▶ _RECORD EXCERPTS_
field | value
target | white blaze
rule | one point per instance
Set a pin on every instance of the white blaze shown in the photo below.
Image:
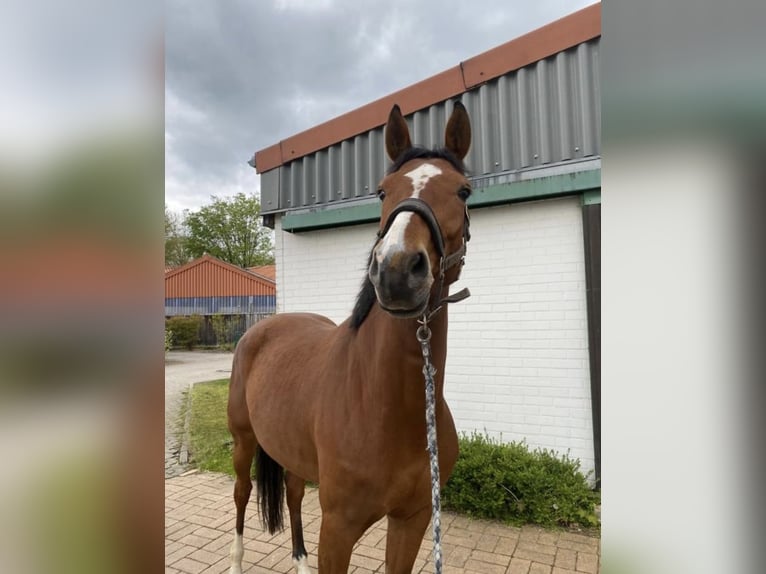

▶ _TASK STATEMENT_
Which lines of the data above contain "blaze"? Copy each one.

▶ _SOLUTION BELOW_
target | white blaze
Set a pin on every instance of the white blaze shown in the photo below.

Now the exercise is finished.